# [Task details]
An exact transcription of the lines below, from the first through the one containing "box: [0, 0, 461, 398]", is the only output wanted.

Stored records:
##############################

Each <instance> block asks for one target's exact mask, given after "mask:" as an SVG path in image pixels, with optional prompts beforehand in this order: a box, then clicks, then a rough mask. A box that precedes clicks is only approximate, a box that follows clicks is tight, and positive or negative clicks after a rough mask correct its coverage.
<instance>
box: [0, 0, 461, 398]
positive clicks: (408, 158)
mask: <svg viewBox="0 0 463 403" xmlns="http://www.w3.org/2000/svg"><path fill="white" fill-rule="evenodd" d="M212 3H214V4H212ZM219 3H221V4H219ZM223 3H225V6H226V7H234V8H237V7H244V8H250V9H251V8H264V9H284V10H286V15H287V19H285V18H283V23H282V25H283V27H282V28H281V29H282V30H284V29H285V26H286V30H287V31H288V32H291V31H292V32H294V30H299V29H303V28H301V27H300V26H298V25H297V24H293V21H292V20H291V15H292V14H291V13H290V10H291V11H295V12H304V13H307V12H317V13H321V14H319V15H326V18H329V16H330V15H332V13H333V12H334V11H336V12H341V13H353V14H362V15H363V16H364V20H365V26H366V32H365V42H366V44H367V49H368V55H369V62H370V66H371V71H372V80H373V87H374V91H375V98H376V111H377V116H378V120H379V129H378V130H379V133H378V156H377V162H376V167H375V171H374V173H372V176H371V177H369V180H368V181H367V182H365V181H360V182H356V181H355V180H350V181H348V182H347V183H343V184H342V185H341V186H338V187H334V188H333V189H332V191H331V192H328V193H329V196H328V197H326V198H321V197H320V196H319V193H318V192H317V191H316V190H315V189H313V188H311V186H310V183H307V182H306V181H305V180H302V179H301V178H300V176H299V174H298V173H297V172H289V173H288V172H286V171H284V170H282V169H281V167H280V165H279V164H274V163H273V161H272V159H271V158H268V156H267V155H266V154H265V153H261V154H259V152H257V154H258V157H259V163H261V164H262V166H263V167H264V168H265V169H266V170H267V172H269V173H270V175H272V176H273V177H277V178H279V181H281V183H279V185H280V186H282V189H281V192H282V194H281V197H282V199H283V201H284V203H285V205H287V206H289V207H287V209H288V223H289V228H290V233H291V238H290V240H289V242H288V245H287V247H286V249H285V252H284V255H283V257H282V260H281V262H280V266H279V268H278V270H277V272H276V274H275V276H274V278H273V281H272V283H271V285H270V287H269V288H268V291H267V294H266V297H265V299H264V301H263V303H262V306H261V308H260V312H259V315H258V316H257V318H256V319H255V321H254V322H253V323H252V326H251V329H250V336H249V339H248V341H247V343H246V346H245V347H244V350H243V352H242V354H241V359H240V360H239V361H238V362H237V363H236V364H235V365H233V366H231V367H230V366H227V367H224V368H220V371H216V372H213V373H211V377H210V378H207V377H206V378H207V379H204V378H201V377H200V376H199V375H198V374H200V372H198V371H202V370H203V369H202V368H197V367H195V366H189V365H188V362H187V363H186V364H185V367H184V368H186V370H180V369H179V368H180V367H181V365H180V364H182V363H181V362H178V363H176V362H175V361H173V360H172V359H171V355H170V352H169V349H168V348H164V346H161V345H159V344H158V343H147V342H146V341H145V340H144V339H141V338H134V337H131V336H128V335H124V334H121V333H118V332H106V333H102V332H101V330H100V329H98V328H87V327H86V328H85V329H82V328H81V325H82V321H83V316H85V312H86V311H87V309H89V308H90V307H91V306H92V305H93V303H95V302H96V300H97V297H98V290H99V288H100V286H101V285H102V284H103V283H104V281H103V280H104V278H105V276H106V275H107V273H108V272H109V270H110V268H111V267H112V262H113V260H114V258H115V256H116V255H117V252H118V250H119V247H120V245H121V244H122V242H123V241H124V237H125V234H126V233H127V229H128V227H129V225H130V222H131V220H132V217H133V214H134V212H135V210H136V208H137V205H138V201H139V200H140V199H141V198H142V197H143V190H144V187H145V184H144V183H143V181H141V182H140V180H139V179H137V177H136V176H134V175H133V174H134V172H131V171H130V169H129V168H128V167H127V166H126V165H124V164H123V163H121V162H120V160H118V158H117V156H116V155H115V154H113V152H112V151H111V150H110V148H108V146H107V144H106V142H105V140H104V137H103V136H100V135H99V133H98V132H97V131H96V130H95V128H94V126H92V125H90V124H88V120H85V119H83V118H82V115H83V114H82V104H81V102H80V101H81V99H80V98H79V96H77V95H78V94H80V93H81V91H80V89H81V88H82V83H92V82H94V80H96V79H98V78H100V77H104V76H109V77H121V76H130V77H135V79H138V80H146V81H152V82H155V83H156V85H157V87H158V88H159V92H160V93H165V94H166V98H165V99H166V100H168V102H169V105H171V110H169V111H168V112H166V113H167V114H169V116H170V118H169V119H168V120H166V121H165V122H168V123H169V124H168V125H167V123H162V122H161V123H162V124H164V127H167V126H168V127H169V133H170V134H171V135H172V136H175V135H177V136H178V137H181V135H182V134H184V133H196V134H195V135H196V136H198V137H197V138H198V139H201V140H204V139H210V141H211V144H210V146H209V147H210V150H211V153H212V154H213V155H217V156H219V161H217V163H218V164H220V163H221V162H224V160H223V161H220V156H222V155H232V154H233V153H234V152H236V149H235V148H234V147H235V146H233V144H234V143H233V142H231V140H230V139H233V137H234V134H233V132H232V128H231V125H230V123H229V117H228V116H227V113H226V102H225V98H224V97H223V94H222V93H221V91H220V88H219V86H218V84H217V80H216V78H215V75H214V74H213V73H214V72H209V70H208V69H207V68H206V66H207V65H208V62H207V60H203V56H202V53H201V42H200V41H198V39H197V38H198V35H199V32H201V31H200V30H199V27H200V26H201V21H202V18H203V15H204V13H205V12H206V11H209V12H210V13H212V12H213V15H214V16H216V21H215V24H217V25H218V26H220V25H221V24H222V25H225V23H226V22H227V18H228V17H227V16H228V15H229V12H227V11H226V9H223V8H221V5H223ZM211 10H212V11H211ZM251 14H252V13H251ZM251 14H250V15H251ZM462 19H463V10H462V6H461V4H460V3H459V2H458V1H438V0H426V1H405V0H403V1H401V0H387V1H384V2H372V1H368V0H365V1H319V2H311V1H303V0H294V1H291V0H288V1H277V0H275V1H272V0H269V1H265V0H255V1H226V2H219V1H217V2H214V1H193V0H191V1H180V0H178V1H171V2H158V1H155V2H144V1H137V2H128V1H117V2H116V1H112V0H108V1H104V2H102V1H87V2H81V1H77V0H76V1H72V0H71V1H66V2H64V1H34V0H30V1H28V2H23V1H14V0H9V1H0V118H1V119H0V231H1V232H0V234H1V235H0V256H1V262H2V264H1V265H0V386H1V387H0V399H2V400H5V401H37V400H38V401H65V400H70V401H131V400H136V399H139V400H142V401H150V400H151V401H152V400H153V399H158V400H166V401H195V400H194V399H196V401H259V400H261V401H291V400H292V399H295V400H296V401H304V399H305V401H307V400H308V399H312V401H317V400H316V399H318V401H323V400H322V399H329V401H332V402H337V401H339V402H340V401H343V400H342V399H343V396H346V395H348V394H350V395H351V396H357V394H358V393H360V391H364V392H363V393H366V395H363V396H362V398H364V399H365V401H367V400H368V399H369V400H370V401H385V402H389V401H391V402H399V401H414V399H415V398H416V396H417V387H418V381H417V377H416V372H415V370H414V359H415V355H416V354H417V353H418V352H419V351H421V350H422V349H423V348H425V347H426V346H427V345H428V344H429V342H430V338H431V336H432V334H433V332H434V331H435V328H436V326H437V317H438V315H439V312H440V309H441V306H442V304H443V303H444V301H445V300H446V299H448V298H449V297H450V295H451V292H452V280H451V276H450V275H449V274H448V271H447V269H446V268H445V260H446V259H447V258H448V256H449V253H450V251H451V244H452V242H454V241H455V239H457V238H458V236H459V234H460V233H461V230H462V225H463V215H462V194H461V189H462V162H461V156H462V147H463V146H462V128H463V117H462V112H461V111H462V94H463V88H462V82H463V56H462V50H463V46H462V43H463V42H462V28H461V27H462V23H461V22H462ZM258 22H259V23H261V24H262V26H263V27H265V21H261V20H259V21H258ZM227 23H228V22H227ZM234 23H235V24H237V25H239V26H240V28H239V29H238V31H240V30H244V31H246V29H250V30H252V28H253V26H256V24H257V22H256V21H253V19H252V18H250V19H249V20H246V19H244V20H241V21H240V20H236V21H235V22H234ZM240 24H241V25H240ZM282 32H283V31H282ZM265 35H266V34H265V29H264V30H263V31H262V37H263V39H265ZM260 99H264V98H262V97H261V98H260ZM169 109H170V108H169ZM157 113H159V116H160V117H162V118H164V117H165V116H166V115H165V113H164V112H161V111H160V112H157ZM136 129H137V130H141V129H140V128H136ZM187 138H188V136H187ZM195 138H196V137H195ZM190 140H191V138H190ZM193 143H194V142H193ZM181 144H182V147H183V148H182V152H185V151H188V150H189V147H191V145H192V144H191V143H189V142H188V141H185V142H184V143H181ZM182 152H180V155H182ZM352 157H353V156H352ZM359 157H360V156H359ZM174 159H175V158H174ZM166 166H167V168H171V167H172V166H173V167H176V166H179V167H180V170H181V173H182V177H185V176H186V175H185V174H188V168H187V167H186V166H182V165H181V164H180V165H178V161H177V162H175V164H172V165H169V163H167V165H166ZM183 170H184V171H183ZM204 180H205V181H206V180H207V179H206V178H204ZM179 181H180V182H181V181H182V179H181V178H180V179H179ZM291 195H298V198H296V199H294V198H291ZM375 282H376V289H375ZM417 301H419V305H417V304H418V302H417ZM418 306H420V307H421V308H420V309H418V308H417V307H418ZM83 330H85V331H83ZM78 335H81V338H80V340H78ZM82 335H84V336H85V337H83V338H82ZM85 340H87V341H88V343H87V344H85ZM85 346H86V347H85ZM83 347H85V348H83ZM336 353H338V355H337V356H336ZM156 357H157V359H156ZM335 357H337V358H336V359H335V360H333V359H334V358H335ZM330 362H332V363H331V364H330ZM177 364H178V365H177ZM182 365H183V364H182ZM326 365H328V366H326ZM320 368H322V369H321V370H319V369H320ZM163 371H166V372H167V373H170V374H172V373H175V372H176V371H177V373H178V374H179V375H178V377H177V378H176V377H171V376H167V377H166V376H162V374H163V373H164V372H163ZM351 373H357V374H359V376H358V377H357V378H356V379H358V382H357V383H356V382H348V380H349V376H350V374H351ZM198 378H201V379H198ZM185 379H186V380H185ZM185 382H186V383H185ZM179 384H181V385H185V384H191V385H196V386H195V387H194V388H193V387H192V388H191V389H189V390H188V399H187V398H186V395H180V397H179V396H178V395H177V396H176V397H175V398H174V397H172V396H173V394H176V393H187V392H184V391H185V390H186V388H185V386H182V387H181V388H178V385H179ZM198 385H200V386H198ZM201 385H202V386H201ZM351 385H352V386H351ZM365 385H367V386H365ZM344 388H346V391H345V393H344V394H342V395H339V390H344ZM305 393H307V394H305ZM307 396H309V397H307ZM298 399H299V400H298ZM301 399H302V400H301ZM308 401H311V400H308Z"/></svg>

##############################

# [Task solution]
Each <instance> block asks for one target's exact mask, given after "mask:" as an SVG path in image pixels, with optional prompts beforehand in this order: a box, then clicks, then a rough mask. A box that precedes clicks is only approximate, a box that follows clicks is tight, and positive or negative clicks after a rough mask correct its coverage.
<instance>
box: [0, 0, 461, 398]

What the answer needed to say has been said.